[DATASET EXTRACT]
<<<<
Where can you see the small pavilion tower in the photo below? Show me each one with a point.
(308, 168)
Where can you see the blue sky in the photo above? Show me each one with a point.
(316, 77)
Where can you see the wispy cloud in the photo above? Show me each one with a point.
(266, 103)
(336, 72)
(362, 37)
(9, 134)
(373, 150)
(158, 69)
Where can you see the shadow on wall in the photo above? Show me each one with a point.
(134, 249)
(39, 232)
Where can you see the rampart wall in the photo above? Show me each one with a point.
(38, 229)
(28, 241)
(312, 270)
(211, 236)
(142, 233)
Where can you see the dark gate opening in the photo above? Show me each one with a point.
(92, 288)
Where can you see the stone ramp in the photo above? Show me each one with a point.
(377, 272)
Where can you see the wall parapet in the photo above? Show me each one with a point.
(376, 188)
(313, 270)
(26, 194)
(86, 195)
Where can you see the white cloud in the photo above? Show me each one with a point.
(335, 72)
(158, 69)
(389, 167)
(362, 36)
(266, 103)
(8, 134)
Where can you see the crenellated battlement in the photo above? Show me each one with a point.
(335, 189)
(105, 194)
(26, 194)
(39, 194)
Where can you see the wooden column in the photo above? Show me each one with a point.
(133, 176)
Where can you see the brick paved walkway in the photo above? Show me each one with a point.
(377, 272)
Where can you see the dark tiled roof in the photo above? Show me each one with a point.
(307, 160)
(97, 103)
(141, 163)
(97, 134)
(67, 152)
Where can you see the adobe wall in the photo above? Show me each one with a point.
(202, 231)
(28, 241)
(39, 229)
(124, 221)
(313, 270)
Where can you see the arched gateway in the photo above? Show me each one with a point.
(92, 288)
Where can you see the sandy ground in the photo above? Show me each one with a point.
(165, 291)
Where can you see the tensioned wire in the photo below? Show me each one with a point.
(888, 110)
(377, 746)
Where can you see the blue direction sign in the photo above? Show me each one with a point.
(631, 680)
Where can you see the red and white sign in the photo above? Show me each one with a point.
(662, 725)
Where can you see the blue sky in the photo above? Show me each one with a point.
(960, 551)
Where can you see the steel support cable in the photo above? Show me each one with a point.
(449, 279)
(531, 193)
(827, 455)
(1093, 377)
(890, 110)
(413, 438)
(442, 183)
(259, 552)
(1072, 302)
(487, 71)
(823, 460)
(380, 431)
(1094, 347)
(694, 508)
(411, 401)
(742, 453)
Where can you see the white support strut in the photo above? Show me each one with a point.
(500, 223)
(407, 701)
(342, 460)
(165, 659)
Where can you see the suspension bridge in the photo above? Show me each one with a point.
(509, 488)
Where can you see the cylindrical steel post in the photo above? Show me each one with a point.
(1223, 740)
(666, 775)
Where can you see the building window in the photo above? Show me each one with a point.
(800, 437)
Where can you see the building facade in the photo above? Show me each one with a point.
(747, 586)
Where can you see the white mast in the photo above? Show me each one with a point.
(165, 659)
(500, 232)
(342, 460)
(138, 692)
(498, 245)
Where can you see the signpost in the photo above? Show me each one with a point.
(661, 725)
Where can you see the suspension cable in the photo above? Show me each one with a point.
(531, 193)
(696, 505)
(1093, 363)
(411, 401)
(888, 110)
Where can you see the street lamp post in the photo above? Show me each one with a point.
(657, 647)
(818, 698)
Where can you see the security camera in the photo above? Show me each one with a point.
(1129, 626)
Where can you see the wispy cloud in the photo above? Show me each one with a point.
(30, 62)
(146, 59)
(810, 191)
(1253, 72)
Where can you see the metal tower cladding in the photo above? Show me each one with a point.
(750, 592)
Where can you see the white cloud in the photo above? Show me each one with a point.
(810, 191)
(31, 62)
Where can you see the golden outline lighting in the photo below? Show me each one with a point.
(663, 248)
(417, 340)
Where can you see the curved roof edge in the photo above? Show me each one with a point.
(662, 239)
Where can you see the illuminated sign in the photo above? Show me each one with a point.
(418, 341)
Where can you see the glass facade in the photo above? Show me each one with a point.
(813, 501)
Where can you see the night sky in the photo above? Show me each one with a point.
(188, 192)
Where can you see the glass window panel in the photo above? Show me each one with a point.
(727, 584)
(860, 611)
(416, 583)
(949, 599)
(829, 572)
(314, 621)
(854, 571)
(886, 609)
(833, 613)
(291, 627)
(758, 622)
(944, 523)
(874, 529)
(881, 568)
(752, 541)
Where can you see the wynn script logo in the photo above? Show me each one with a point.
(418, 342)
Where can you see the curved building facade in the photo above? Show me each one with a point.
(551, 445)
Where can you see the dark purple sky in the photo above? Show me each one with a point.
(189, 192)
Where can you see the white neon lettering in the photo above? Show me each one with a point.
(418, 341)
>>>>
Output the entries verbatim.

[CORRECT RESULT]
Where can you see the small pavilion tower in the photo below? Show me each one with a point.
(308, 168)
Where can you see the blue sky in the photo above? Show me each one with a point.
(316, 77)
Where can you see the wispy cloud in the photo above? Show me each one with a point.
(266, 103)
(336, 72)
(362, 37)
(9, 134)
(373, 150)
(158, 69)
Where can you see the shadow on wall in the photo above? Show me each one with a point.
(134, 249)
(39, 232)
Where can you see the rampart wall in the photo above? Show me each one with a point.
(38, 229)
(28, 241)
(312, 270)
(211, 236)
(142, 233)
Where can you see the dark gate opening in the photo above? Show me each one with a point.
(92, 288)
Where can you see the stone ramp in the photo above? Show me each one with a point.
(377, 272)
Where can you see the wall parapet in the photo above? Show me each one with a point.
(376, 188)
(313, 270)
(26, 194)
(86, 195)
Where can you see the white cloud in the photo above? Show me each one with a point.
(335, 72)
(158, 69)
(389, 167)
(362, 36)
(266, 103)
(8, 134)
Where can you see the crenellated battlement in the photo above? Show me each one with a point.
(335, 189)
(105, 194)
(26, 194)
(39, 194)
Where can you see the wooden column in the photo above? Show me each one with a point.
(133, 176)
Where can you see the brick paved walkway in the photo above? Show me each one with a point.
(377, 272)
Where can you see the dark tiled roof in the photo above? Show me each one with a point.
(307, 160)
(97, 103)
(141, 163)
(97, 134)
(67, 152)
Where can you see the adobe wall in the photo above? Show me each one with a point.
(202, 231)
(28, 241)
(39, 229)
(124, 221)
(313, 270)
Where can you see the arched gateway in the photo above? Show me each one with a point.
(92, 288)
Where can you see the sandy ground in the photo above? Show me each one with a point.
(165, 291)
Where can you see the tensioned wire in the photo below? Show me each one with a point.
(888, 110)
(377, 746)
Where can you see the blue direction sign in the photo above? Show me each one with a point.
(631, 680)
Where can you see the red and white sign in the photo above? Show me each one with a point.
(662, 725)
Where can you see the blue sky in the photo above? Show me each one with a point.
(960, 551)
Where can you see the steel support cable in the photo above? Show me each one with a point.
(449, 279)
(531, 193)
(827, 455)
(1093, 377)
(890, 110)
(413, 438)
(442, 183)
(259, 552)
(1072, 302)
(487, 71)
(823, 460)
(380, 431)
(1094, 347)
(694, 508)
(411, 401)
(742, 453)
Where can you see the white support strut in the photo above? Show me each one with a point.
(500, 223)
(407, 701)
(342, 460)
(165, 659)
Where can you see the suspension bridge in the photo above? Show me each one with a point.
(509, 488)
Where can you see the cylindrical steel post in the photo above? Show me each one with a point.
(1223, 740)
(666, 775)
Where can you see the building window in the photo above? Show me each one with a point.
(800, 437)
Where can you see the building facade in the photo above? Show me each one with a point.
(747, 586)
Where can you see the white mast in the photo above? Show me each one with a point.
(165, 659)
(500, 232)
(342, 460)
(138, 692)
(498, 245)
Where can you see the signpost in the photo above? Show me each one with a point.
(661, 725)
Where can you see the suspension cable in the photo above? Show me each one with a point.
(531, 193)
(696, 505)
(1093, 363)
(411, 401)
(888, 110)
Where can you see the street lamp post in the photo above? Show me each one with a point.
(657, 647)
(818, 698)
Where can you see the security camera in the photo above? Show me each one with a point.
(1129, 626)
Where can you see the wispy cloud in the photo above? Show me each one with a point.
(30, 62)
(146, 59)
(810, 191)
(1253, 72)
Where can you see the metal tower cladding in the photo above? Show me each one with a point.
(750, 592)
Where can you see the white cloud in the photo above? Show me each one with a point.
(810, 191)
(31, 62)
Where can you see the golden outline lighting in the photo below? Show me each one with a point.
(663, 248)
(417, 340)
Where can you see the curved roof edge in the photo above? Show me each one with a point.
(662, 239)
Where can you see the illuminated sign in the photo above? Show me each one with a point.
(418, 341)
Where can you see the glass facade in the photo above? Show me each one with a point.
(813, 501)
Where can you see the night sky in the photo above? Show me each one with a point.
(188, 192)
Where can you see the glass window panel in the photo above? Show me each one with a point.
(727, 584)
(860, 611)
(416, 583)
(949, 599)
(829, 572)
(314, 621)
(854, 571)
(886, 609)
(833, 613)
(291, 627)
(758, 622)
(944, 523)
(874, 529)
(881, 568)
(752, 541)
Where can you see the wynn script logo in the photo above? Show me each one with a point.
(418, 342)
Where can you see the curved building facade in the photo above? Show me each one with a point.
(551, 445)
Where can you see the dark purple sky in the photo above? Show me each one with a point.
(189, 192)
Where can you see the white neon lettering in the photo above? Show me each one with a point.
(418, 341)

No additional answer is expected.